Tu objetivo:
Imprime sin cambios el pasaje del texto mostrado que empieza en "Escuché esto en" y termina en "importan sus emociones.".

Texto mostrado:
He cogido la manía de taparme la cabeza con un cojín. No siempre es cómodo; es como si necesitara atenuar parte del ruido, susurros electrónicos, pantallas de ahí afuera. Ya no puedo dormir sin cojín. Ladridos, roce de neúmáticos, paisanos que dan vueltas sin aparente rumbo. El exterior torpedea mi escaso equilibrio.
Soy cada vez más selectivo, con el sonido, con las imágenes, también con el texto impreso. No quiero versiones de la realidad, quiero verdad. Y eso sólo me lo puede dar la buena ficción.

Escuché esto en una terraza:
–Hay una cosa que os falla a las “buenas personas”. Tenéis empatía selectiva. Decís que os preocupáis, que sois abiertos, que sois empáticos. Es mentira. No lo sois más que aquellos a los que señaláis; a veces incluso sois mucho peores. Es una de las cosas que he descubierto.

La gente, cierto tipo de gente muy intransigente ahora, un nuevo tipo de gente intransigente, se podría decir, acepta que una pareja hetero se reparta las tareas, pero no que el reparto coincida nunca con el reparto tradicional, con las dinámicas del pasado. Aun en un entorno de libre elección, no quieren reproducción alguna de un modelo anterior, ninguna coincidencia, ningún chiste al respecto. No les importa tu raciocinio, y han dejado atrás el suyo en nombre del progreso (junto al sentido del humor): sólo les importan sus emociones.
Puede que dichas emociones sean inestables, de segunda mano, caprichosas, contradictorias, arbitrarias, hasta injustificables a veces. Pero es lo único que importa.

Yo no tengo ese problema.

Tengo un amigo escritor. Publica y hasta gana algo de pasta con ello. Nunca dice que es escritor. Mi idea de lo que es ser escritor tiene mucho que ver con mi impresión lectora. Quizá sobre el papel sólo sea escritor quien figura como tal en los papeles; pero yo creo que es escritor quien escribe lo suyo; quien está al margen no por premeditación, sino de forma natural. Es escritor quien escribe, no quien maquina y abraza tendencias.
Mi amigo escribe. A veces mejor y a veces peor, supongo, pero nunca lo de otros; nunca se sienta a coger un remo junto al resto para llevarnos a todos en la misma dirección.

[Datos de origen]

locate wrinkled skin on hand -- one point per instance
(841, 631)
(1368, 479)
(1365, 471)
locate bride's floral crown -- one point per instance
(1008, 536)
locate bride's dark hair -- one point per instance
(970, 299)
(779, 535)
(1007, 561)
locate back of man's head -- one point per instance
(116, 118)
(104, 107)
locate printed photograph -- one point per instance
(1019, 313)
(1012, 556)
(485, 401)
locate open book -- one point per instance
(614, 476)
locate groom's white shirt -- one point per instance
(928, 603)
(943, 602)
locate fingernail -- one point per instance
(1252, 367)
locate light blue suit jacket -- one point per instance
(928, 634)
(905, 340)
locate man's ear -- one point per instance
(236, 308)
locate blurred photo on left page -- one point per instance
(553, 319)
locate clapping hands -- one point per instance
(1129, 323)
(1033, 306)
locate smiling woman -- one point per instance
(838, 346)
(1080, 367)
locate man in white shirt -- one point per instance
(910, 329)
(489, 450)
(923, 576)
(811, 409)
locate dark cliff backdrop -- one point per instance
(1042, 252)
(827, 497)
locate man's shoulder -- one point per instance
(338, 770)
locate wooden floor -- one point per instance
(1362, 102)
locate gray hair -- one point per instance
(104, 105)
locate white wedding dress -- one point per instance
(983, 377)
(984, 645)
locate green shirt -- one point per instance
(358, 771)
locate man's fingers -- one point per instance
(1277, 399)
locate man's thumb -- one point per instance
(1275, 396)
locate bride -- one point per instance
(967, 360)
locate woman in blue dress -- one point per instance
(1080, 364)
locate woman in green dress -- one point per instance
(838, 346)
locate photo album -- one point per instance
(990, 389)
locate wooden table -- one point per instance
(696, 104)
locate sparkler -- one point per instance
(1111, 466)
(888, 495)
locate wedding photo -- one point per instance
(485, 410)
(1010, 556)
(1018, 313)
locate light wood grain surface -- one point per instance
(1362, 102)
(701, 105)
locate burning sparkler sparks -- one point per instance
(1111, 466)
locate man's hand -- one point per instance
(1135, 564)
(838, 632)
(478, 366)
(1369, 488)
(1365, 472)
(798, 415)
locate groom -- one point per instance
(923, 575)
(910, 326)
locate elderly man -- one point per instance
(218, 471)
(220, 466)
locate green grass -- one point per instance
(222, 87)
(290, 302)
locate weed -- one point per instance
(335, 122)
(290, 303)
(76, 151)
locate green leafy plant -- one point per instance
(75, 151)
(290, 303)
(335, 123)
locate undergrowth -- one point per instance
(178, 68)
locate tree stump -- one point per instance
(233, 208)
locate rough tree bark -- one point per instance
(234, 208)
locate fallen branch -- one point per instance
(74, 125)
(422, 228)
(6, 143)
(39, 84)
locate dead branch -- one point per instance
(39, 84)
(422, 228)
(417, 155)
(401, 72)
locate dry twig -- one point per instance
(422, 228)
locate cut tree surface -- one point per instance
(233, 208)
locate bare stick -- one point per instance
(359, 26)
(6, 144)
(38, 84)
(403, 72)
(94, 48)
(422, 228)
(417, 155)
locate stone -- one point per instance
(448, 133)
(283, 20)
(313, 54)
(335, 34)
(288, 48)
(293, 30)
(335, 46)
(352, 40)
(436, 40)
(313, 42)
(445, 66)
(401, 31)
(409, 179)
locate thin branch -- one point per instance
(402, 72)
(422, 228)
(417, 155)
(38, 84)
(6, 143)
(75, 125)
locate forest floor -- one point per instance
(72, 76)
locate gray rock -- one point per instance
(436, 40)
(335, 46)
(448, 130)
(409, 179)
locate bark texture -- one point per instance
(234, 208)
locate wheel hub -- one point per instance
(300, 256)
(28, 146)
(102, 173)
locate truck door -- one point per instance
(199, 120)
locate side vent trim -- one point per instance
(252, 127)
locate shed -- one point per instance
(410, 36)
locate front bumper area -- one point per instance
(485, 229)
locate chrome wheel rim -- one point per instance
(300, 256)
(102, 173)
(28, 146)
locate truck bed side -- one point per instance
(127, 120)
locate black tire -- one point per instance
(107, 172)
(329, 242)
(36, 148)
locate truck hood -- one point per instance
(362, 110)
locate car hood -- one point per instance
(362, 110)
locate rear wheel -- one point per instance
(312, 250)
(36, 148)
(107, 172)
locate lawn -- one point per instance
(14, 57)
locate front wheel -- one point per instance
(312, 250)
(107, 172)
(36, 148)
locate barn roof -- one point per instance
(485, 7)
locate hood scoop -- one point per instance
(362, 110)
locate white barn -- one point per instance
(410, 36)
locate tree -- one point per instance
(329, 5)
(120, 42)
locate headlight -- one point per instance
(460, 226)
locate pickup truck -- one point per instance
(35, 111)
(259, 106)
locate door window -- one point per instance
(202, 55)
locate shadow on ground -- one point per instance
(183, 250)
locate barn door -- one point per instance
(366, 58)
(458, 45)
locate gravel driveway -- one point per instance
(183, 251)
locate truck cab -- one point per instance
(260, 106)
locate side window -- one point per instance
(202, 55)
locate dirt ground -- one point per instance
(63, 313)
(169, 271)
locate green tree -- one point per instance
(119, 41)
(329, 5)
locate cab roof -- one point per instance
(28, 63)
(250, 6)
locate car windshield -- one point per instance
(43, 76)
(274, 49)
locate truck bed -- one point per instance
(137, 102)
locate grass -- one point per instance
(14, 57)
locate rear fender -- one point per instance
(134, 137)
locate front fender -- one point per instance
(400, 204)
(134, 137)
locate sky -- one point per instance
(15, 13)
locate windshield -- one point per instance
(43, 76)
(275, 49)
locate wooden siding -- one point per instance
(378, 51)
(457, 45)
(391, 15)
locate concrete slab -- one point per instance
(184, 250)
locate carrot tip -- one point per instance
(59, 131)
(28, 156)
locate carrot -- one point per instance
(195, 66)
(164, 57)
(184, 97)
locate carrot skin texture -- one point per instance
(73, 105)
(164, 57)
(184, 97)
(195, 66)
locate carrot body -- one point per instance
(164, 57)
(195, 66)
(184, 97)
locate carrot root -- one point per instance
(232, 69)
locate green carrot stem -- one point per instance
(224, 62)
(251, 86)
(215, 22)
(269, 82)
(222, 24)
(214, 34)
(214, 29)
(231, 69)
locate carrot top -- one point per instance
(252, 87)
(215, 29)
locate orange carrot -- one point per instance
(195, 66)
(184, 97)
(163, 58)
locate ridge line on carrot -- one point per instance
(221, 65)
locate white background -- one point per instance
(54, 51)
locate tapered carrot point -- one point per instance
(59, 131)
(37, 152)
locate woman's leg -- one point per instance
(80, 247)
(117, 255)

Resultado:
Escuché esto en una terraza:
–Hay una cosa que os falla a las “buenas personas”. Tenéis empatía selectiva. Decís que os preocupáis, que sois abiertos, que sois empáticos. Es mentira. No lo sois más que aquellos a los que señaláis; a veces incluso sois mucho peores. Es una de las cosas que he descubierto.

La gente, cierto tipo de gente muy intransigente ahora, un nuevo tipo de gente intransigente, se podría decir, acepta que una pareja hetero se reparta las tareas, pero no que el reparto coincida nunca con el reparto tradicional, con las dinámicas del pasado. Aun en un entorno de libre elección, no quieren reproducción alguna de un modelo anterior, ninguna coincidencia, ningún chiste al respecto. No les importa tu raciocinio, y han dejado atrás el suyo en nombre del progreso (junto al sentido del humor): sólo les importan sus emociones.